■ **Exercise passage**:
[Start of section]

Back Home in Rosamond - July 3, 2006

To my dear friends:
To all of you who have been praying and holding vigil for me: Thank you, I am finally out of the hospital after 23 days. They say that chemo has to come close to killing you before it will kill the cancer and low and behold, they came very close to both. I am however, home and healing. God has been very faithful in answering so many little prayers just to make it from hour to hour and day to day. Many things went wrong with this chemo and the doctor, who is one of the best, is trying like crazy to find the best way to deal with my very quirky body. I did tell him that you were all praying. He is also a Christian so he understands the power that you have. As the days lengthened I realized that my own prayers became simpler. My focus shifted from the profound to the apparent. “Please, Lord, just help me heal a little more each day” It is obvious to me that God does indeed answer those simple prayers. I did heal a little each day.

I do want to say that I am extremely grateful that I was put in City of Hope. I know, hospitals are hospitals but this one is amazing. They let Lee stay with me every night in his own little bed furnished with sheets and jammies. The nurses and patient care assistants were top notch, always friendly and very sympathetic to the long haul. It seemed like they always had time for us. The meals were excellent even when I could no longer eat them, Lee did well. Most of all the doctors were just plain friendly. One doctor, who was really out of the loop for right now showed up every day just to chat. My main doctor and his assistant were there daily, explaining what’s up, what’s next and what they hoped for. We had many discussions over things that had nothing to do with medicine. I felt like I was being cared for by friends. There are no dual rooms at COH so Lee was never asked to leave. One little wrinkle was the sanction they put on me just about the time you all heard things were serious. Visitors were my life line and turned three minutes visit into what felt like the passing of another long day. I was truly uplifted every time someone showed up. But, my blood levels would not allow visitors anymore. Then the phone calls seemed like the only link I had to the outside world. If you visited or called, thank you so much. I needed those calls and visits even on the days that I can’t remember. I know that Duarte, CA is a long way from most of you but the phone is the safest way. I may return soon for the next chemo, when I do will you call me?

[End of section]

■ **Task prompt**:
Pull out the full letter about coming home from the hospital and copy it word for word.

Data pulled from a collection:

[Start of section]

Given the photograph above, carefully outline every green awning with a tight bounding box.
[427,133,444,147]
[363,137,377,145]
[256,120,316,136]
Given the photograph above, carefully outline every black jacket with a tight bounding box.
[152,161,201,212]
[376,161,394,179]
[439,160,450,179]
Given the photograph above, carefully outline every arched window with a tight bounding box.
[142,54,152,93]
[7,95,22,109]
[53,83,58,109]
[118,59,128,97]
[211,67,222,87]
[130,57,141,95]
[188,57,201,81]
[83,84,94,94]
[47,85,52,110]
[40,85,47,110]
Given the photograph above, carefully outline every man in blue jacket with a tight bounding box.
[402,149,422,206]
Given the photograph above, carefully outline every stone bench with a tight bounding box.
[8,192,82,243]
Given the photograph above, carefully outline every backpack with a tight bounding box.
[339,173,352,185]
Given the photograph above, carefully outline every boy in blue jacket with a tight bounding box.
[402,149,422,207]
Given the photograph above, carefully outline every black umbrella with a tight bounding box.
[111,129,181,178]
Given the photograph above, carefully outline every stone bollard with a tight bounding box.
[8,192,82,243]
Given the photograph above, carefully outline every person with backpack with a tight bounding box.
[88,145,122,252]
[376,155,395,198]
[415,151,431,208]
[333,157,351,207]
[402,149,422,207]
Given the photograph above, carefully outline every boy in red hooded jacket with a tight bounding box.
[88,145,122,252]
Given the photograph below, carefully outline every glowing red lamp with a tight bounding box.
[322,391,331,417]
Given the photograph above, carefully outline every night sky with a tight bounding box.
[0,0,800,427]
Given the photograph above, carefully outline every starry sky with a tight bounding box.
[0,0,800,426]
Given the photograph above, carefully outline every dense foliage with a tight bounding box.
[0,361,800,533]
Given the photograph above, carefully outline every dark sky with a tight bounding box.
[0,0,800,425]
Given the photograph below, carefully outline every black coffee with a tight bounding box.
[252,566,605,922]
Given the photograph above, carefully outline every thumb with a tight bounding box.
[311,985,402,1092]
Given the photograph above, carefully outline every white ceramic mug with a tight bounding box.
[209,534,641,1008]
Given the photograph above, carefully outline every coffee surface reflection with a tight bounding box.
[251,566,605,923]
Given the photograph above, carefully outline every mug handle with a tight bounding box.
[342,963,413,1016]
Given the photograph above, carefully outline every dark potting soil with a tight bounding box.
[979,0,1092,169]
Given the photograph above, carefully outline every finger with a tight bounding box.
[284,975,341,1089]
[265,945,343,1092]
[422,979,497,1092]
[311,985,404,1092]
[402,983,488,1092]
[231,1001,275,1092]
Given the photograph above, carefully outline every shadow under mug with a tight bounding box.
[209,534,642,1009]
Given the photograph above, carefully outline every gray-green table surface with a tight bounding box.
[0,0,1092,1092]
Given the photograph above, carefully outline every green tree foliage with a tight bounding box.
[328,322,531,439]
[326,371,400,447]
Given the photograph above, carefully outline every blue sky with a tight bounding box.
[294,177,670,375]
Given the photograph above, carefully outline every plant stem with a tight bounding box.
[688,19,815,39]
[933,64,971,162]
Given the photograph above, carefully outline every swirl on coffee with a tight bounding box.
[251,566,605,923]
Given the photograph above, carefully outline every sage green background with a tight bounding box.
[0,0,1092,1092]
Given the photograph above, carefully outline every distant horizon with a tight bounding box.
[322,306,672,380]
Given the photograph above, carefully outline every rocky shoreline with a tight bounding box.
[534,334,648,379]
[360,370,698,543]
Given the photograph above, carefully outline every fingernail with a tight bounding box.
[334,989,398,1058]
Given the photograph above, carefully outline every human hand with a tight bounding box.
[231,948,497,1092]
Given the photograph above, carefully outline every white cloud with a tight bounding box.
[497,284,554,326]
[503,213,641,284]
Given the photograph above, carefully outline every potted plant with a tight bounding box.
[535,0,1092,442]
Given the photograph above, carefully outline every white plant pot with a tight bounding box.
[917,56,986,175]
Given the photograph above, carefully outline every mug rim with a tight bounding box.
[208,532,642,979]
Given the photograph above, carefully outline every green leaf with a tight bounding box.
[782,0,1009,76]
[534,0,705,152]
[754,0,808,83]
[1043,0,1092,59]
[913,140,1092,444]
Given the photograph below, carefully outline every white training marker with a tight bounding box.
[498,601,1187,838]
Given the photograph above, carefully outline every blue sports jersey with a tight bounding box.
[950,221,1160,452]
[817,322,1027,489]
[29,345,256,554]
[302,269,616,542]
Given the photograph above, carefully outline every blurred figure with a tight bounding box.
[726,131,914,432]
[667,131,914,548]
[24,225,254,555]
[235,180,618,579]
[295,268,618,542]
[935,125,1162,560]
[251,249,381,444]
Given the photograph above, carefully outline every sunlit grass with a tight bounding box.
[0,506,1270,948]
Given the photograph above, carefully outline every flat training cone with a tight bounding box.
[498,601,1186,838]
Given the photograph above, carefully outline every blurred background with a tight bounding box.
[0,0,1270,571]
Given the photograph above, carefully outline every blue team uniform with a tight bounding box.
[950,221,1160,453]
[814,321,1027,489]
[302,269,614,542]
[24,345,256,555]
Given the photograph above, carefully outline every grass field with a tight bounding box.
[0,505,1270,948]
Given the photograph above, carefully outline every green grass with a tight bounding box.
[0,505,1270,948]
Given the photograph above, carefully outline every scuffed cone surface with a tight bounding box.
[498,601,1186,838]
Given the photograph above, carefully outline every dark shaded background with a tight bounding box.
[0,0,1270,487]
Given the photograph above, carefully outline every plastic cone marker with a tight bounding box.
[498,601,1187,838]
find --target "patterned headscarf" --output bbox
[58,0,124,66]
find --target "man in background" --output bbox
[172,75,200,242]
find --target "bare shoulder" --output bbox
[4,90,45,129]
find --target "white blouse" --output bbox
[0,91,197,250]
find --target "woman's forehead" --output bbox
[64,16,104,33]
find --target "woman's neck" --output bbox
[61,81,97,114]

[End of section]

■ **Task response**:
Back Home in Rosamond - July 3, 2006

To my dear friends:
To all of you who have been praying and holding vigil for me: Thank you, I am finally out of the hospital after 23 days. They say that chemo has to come close to killing you before it will kill the cancer and low and behold, they came very close to both. I am however, home and healing. God has been very faithful in answering so many little prayers just to make it from hour to hour and day to day. Many things went wrong with this chemo and the doctor, who is one of the best, is trying like crazy to find the best way to deal with my very quirky body. I did tell him that you were all praying. He is also a Christian so he understands the power that you have. As the days lengthened I realized that my own prayers became simpler. My focus shifted from the profound to the apparent. “Please, Lord, just help me heal a little more each day” It is obvious to me that God does indeed answer those simple prayers. I did heal a little each day.

I do want to say that I am extremely grateful that I was put in City of Hope. I know, hospitals are hospitals but this one is amazing. They let Lee stay with me every night in his own little bed furnished with sheets and jammies. The nurses and patient care assistants were top notch, always friendly and very sympathetic to the long haul. It seemed like they always had time for us. The meals were excellent even when I could no longer eat them, Lee did well. Most of all the doctors were just plain friendly. One doctor, who was really out of the loop for right now showed up every day just to chat. My main doctor and his assistant were there daily, explaining what’s up, what’s next and what they hoped for. We had many discussions over things that had nothing to do with medicine. I felt like I was being cared for by friends. There are no dual rooms at COH so Lee was never asked to leave. One little wrinkle was the sanction they put on me just about the time you all heard things were serious. Visitors were my life line and turned three minutes visit into what felt like the passing of another long day. I was truly uplifted every time someone showed up. But, my blood levels would not allow visitors anymore. Then the phone calls seemed like the only link I had to the outside world. If you visited or called, thank you so much. I needed those calls and visits even on the days that I can’t remember. I know that Duarte, CA is a long way from most of you but the phone is the safest way. I may return soon for the next chemo, when I do will you call me?